__Assignment__. The whole of the data is to be returned without a single change.

════════

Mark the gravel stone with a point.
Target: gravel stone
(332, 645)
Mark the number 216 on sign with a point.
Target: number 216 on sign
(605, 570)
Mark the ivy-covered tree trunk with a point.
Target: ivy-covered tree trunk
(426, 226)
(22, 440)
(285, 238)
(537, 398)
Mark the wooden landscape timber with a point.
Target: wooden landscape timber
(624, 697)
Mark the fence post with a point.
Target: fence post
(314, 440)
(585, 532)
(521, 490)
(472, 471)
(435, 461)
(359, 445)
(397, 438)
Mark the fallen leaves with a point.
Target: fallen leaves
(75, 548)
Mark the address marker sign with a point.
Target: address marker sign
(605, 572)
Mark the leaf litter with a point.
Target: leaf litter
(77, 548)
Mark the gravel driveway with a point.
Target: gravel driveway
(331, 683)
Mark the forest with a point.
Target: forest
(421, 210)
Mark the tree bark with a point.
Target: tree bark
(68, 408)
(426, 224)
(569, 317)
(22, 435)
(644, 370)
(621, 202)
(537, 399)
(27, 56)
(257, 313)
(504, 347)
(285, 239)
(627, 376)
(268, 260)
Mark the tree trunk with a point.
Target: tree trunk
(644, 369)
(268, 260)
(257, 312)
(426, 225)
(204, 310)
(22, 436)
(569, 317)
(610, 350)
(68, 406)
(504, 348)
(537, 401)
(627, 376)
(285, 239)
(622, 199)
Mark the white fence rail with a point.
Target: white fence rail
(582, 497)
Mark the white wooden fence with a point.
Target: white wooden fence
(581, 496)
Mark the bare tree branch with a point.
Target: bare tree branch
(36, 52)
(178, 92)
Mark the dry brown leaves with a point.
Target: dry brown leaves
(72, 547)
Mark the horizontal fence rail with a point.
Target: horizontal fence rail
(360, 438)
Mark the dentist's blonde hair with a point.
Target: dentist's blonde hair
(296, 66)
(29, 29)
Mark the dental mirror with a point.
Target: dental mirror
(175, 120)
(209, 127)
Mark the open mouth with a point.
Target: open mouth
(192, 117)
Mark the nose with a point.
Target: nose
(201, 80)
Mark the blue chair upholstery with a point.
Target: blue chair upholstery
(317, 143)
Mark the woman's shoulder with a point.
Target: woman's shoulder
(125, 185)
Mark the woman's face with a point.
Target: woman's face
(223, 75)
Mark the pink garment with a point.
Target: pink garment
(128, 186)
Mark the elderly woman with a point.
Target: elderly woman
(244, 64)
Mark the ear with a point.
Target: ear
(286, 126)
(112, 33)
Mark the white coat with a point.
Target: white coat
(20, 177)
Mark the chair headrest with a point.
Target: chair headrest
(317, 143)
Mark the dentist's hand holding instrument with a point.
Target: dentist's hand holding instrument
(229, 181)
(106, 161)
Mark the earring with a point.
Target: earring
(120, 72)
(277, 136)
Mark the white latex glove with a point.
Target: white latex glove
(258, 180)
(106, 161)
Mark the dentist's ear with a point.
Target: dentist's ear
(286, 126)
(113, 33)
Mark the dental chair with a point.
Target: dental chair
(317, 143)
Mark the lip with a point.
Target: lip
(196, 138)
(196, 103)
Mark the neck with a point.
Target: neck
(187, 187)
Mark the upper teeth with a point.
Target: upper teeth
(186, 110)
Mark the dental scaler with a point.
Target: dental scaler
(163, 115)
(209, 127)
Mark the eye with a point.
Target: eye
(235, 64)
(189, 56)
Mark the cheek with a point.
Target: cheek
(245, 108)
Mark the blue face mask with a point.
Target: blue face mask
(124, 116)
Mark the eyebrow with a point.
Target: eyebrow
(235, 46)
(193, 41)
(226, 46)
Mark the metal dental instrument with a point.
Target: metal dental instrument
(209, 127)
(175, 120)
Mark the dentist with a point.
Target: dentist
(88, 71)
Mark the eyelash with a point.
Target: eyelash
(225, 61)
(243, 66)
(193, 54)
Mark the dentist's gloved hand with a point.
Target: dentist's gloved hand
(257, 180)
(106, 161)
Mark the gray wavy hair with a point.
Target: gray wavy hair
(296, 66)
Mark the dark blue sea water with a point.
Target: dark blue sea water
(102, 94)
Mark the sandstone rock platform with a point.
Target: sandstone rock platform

════════

__Your response__.
Mark the gravel stone with a point.
Target: gravel stone
(332, 645)
Mark the number 216 on sign with a point.
Target: number 216 on sign
(605, 570)
Mark the ivy-covered tree trunk with a point.
Target: ivy-covered tree trunk
(426, 226)
(22, 440)
(285, 238)
(537, 398)
Mark the wooden landscape timber with a point.
Target: wooden landscape timber
(624, 697)
Mark the fence post with a point.
Target: fence post
(314, 440)
(585, 532)
(521, 490)
(472, 471)
(435, 461)
(359, 445)
(397, 438)
Mark the fallen leaves with a point.
Target: fallen leaves
(75, 548)
Mark the address marker sign with a point.
Target: address marker sign
(605, 572)
Mark the leaf litter with a point.
Target: leaf litter
(77, 548)
Mark the gravel driveway with a point.
Target: gravel driveway
(331, 683)
Mark the forest with a point.
Target: forest
(421, 210)
Mark the tree bark with a point.
Target: tree bark
(68, 408)
(426, 224)
(569, 317)
(22, 435)
(644, 370)
(621, 202)
(537, 399)
(27, 56)
(257, 313)
(504, 347)
(285, 239)
(627, 376)
(268, 260)
Mark the tree trunk with a point.
Target: tree trunk
(644, 369)
(268, 260)
(257, 312)
(426, 225)
(204, 310)
(22, 436)
(569, 317)
(610, 350)
(68, 406)
(504, 348)
(537, 401)
(627, 376)
(285, 239)
(622, 199)
Mark the white fence rail with a point.
Target: white fence rail
(582, 497)
Mark the white wooden fence with a point.
Target: white wooden fence
(581, 496)
Mark the bare tree branch with a point.
Target: bare tree branch
(36, 52)
(178, 92)
Mark the dry brown leaves with a point.
Target: dry brown leaves
(72, 547)
Mark the horizontal fence rail with a point.
Target: horizontal fence rail
(360, 438)
Mark the dentist's blonde hair with a point.
Target: dentist's blonde hair
(296, 66)
(29, 29)
Mark the dental mirror with a point.
Target: dental mirror
(175, 120)
(209, 127)
Mark the open mouth with a point.
Target: open mouth
(192, 117)
Mark the nose with a point.
Target: nose
(201, 80)
Mark the blue chair upholstery with a point.
Target: blue chair upholstery
(317, 143)
Mark the woman's shoulder with a point.
Target: woman's shoulder
(125, 185)
Mark the woman's face with a point.
Target: woman's face
(223, 75)
Mark the pink garment with a point.
Target: pink garment
(128, 186)
Mark the elderly woman with a point.
Target: elderly woman
(244, 64)
Mark the ear with a point.
Target: ear
(286, 126)
(112, 33)
Mark the white coat with a point.
Target: white coat
(20, 177)
Mark the chair headrest with a point.
Target: chair headrest
(317, 143)
Mark the dentist's hand holding instrument with a point.
Target: dentist's hand holding instrument
(229, 181)
(106, 161)
Mark the earring with a point.
Target: earring
(120, 72)
(277, 136)
Mark the white latex glove with a point.
Target: white latex glove
(258, 180)
(106, 161)
Mark the dentist's ear with a point.
Target: dentist's ear
(286, 126)
(113, 33)
Mark the dental chair with a point.
Target: dental chair
(317, 143)
Mark the lip with a point.
Target: lip
(196, 138)
(196, 103)
Mark the neck with a point.
Target: neck
(187, 187)
Mark the upper teeth with a point.
Target: upper teeth
(186, 110)
Mark the dental scaler with a point.
Target: dental scaler
(163, 115)
(209, 127)
Mark the eye with a point.
Target: eye
(235, 64)
(189, 56)
Mark the cheek with a point.
Target: cheek
(245, 108)
Mark the blue face mask with a point.
Target: blue face mask
(124, 116)
Mark the eyebrow with a point.
Target: eyebrow
(235, 46)
(193, 41)
(226, 46)
Mark the metal dental instrument with a point.
Target: metal dental instrument
(209, 127)
(175, 120)
Mark the dentist with a point.
Target: dentist
(88, 71)
Mark the eyelash with a point.
Target: eyelash
(225, 61)
(243, 66)
(193, 54)
Mark the dentist's gloved hand with a point.
Target: dentist's gloved hand
(257, 180)
(106, 161)
Mark the gray wavy hair with a point.
Target: gray wavy hair
(296, 66)
Mark the dark blue sea water with a point.
Target: dark blue sea water
(102, 94)
Mark the sandstone rock platform with a point.
Target: sandstone rock platform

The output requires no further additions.